→ **Stated task**:
Set each record down exactly, excluding all images.

→ **Given data**:
- - - - -

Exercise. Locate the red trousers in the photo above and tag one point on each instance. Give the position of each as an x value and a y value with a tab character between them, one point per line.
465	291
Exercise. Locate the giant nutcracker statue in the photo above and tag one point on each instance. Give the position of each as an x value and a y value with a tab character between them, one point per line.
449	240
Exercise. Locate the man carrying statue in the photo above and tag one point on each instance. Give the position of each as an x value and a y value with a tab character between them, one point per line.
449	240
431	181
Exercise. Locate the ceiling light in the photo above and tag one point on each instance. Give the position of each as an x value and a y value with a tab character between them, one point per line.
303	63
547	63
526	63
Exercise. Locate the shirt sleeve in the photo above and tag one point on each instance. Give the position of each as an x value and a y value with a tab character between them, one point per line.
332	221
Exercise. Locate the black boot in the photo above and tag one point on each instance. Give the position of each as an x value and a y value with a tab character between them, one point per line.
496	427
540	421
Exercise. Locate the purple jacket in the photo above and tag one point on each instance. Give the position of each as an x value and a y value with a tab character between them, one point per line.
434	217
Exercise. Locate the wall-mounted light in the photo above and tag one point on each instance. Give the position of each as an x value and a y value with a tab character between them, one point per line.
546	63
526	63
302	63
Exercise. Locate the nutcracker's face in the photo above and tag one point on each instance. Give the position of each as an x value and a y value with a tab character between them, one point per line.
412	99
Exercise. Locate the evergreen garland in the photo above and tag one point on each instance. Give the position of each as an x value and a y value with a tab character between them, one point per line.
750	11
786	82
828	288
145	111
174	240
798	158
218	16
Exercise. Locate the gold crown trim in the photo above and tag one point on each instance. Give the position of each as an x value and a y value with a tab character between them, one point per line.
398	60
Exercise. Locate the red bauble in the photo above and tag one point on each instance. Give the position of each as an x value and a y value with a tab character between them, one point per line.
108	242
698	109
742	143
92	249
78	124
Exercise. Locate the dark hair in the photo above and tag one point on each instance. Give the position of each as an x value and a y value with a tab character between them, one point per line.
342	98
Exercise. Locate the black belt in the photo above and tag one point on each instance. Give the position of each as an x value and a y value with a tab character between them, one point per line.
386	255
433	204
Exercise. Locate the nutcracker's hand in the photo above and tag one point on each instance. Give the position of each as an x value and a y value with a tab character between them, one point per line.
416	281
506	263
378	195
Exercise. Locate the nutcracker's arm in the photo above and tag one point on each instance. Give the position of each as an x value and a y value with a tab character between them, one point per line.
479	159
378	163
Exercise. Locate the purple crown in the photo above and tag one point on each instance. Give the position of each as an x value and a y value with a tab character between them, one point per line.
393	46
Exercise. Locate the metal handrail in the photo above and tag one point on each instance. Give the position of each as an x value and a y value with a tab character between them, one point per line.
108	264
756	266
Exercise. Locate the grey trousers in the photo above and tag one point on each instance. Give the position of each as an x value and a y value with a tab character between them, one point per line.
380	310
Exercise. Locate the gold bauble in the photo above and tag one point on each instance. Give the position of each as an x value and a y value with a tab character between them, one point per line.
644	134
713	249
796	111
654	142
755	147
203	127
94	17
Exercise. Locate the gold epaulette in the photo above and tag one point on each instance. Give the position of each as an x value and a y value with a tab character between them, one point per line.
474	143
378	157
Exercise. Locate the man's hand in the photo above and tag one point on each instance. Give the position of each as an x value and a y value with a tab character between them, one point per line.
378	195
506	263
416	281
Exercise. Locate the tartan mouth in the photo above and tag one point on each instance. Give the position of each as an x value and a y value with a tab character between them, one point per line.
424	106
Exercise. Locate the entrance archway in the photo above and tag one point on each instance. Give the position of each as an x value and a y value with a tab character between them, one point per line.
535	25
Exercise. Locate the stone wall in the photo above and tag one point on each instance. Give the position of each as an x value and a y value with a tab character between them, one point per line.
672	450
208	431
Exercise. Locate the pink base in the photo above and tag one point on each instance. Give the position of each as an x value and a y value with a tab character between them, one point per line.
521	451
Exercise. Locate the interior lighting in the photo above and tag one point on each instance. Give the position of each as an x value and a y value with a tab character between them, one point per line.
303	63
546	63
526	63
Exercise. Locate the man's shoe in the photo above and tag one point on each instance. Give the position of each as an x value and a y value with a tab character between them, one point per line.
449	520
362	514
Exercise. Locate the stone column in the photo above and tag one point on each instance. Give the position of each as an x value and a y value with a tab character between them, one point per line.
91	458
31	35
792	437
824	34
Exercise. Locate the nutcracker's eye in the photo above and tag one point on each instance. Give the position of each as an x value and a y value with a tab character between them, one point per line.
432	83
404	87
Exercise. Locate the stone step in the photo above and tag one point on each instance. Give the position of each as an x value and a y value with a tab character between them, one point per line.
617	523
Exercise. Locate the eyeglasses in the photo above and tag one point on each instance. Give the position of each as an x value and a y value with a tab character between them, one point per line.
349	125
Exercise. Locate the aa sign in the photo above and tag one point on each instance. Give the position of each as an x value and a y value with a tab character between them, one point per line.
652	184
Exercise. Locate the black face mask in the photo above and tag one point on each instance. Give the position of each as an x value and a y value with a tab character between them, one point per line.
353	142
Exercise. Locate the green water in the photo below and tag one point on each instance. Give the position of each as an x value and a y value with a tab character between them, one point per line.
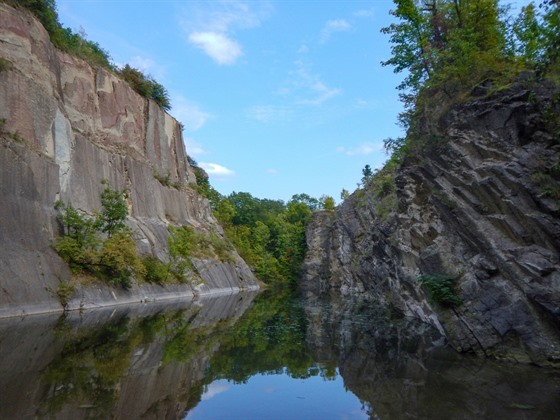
266	357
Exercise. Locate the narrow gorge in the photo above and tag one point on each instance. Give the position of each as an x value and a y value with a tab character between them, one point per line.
476	204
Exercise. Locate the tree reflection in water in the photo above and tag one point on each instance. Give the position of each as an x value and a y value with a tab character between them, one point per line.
157	362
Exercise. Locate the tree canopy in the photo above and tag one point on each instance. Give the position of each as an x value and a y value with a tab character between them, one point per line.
451	45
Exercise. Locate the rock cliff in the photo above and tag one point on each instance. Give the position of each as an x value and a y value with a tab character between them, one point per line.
479	203
65	127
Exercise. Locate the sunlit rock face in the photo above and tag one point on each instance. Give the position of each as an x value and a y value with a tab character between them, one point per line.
67	127
479	203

- - - - -

→ **Answer to the problem**:
Exercise. Locate the red trousers in the photo above and tag one point on each instance. Give the position of each as an x value and a y value with a tab character between them, one point per line.
465	291
Exercise. Locate the giant nutcracker statue in the photo above and tag one point on each instance. Give the position of each as an x value and a y value with a tab character between them, one point per line.
449	240
Exercise. Locate the man carrying statue in the photo above and tag one point on each instance. Give the position of each as an x value and a y value with a tab character between them, one point per line.
449	240
431	181
Exercise. Locate the ceiling light in the photo above and tag one point on each instance. Give the position of each as an x value and a y value with a tab character between them, one point per line.
303	63
547	63
526	63
Exercise. Locate the shirt sleeve in the photo above and tag one point on each instance. Give the position of each as an x value and a y value with a tab character between them, one point per line.
332	221
Exercise. Locate the black boot in the photo above and tag one point on each instance. Give the position of each as an x value and a y value with a tab character between them, one point per line.
496	427
540	421
Exercise. Locate the purple jacket in the photo above and tag one point on each instance. Give the position of each as an x value and a y value with a tab character between them, one point per line.
434	217
Exercise. Locate the wall-mounted light in the photo above and tag one point on each instance. Give the position of each as an x value and a y value with a tab character between them, one point per line.
546	63
526	63
302	63
Exercise. Locate the nutcracker's face in the photo above and tag one point on each instance. Give the position of each as an x value and a y value with a tab character between them, one point per line.
412	99
Exercise. Locate the evergreen garland in the photo above and tag one point on each instance. Give the position of each as an x value and a y value with a tab character between them, one point per line.
750	11
786	82
828	288
145	111
174	240
798	158
218	16
Exercise. Locate the gold crown trim in the photo above and tag one point on each instance. Give the position of each as an x value and a y value with a tab character between them, one point per line.
398	60
Exercise. Locate the red bauble in the photo above and tag one point on each instance. Give the position of each as an x value and a y value with a tab character between them, one point per line.
108	242
698	109
742	143
92	249
78	124
Exercise. Locate the dark hair in the photo above and tag one point on each instance. Give the position of each as an x value and a y value with a tab character between them, one point per line.
342	98
Exercise. Locate the black belt in the photo above and tag one point on each instance. Give the position of each as an x value and a y value with a tab character between them, one point per line.
386	255
433	204
Exercise. Locate the nutcracker's hand in the photo above and tag one point on each instance. Give the position of each as an x value and a y value with a tab character between them, one point per line.
416	281
506	263
378	195
Exercise. Locate the nutcracker's arm in the photo above and tag one point on each instance. Give the position of each as an x value and a y value with a tab character between them, one point per line.
479	159
378	163
Exercise. Locate the purple crown in the photo above and tag one point on each instance. Give the position of each as an x value and a y value with a tab character between them, one point per line.
393	46
Exercise. Locate the metal handrail in the photo above and tag one point on each instance. Give the position of each as an x value and a y value with a tab character between them, one point per line.
108	264
756	266
Exercise. Locate the grey trousers in the photo above and tag one point on each instance. Give the position of each as an x value and a y value with a tab character between them, one point per line.
380	310
Exercise. Locate the gold bauble in the photo above and tag one point on each instance. Give the position of each as an x value and a y value with a tab character between them, one point per line.
644	134
713	249
796	111
654	142
755	147
203	127
94	17
Exercise. Locate the gold epaulette in the photo above and tag one point on each instance. Give the position of each as an x value and a y value with a tab character between them, one point per line.
474	143
378	157
Exercise. Locate the man's hand in the photo above and tag one point on each instance. Give the position of each as an x value and a y value with a tab character between them, one point per line.
378	195
506	263
416	281
Exercise. Locate the tartan mouth in the photo above and tag one point on each instance. Give the position of each as an x value and a y value with a tab character between them, one point per line.
424	106
Exercise. Locate the entrance archway in the photo above and tag one point on each instance. Give the position of each as an x value and a y value with a tab character between them, one point per line.
535	25
Exercise. Locate the stone wall in the photo above and tag one point on each instance. Give the position of each as an x value and a y value with a tab character between them, one point per line.
672	450
208	431
Exercise. Locate the pink base in the photo above and tag one point on each instance. Give the position of each as an x value and a y value with a tab character between them, one point per line.
521	451
Exercise. Locate the interior lighting in the photo above and tag one point on each instance. Give the position of each as an x value and a y value with a tab character between them, one point per line.
303	63
546	63
526	63
Exercise. Locate the man's shoe in the photo above and tag one point on each instance. Give the position of each as an x value and a y value with a tab character between them, one point per line.
449	520
362	514
Exercise. Locate the stone column in the photo above and tag one point on each instance. Give the position of each as an x value and a y value with a tab character between them, one point per line.
91	458
31	35
792	437
824	34
Exercise. Locate the nutcracker's eye in the photo above and tag one point on each instance. Give the position of each as an x value and a y value with a tab character between them, one point per line.
432	83
404	87
Exercise. Locate the stone step in the photo above and tag one point on each instance. Give the position of each as an x value and a y value with a tab character between them, one point per line.
617	523
Exercise. Locate the eyeglasses in the photo above and tag one point on each instance. Give the position of each as an x value and a y value with a tab character between them, one point per line.
349	125
Exercise. Locate the aa sign in the photo above and tag one point on each instance. Give the position of each as an x value and a y value with a tab character between them, one point per line.
652	184
Exercise. Locate the black face mask in the photo above and tag one point on each instance. Give the position of each as an x value and a y value with a tab character between them, one point per line.
353	142
Exercise. Locate the green water in the photo below and tag one point on each instance. Give the position of each as an x value and a y value with a tab character between them, one point per line.
266	357
Exercise. Locate the narrow gorge in the photo above and tag one point on each instance. Give the position of each as an x value and a y value with a tab character between them, one point per line.
476	204
Exercise. Locate the tree reflection in water in the photo above and tag one point on each instance. Give the position of each as an x value and a y value with a tab character between them, one point per line.
157	362
Exercise. Locate the tree canopy in the photo above and tag one point on each instance. Give the position of each as an x value and a y value with a tab character between them, one point per line.
451	45
Exercise. Locate the rock cliff in the photo above and tag one point on each instance. Give the position of each as an x value and a y value with a tab character between them, one point per line.
479	203
65	127
Exercise. Locate the sunlit rock face in the photo above and tag one point on each instance. Give the position of each as an x value and a y value with a tab character between them, one point per line.
67	127
479	203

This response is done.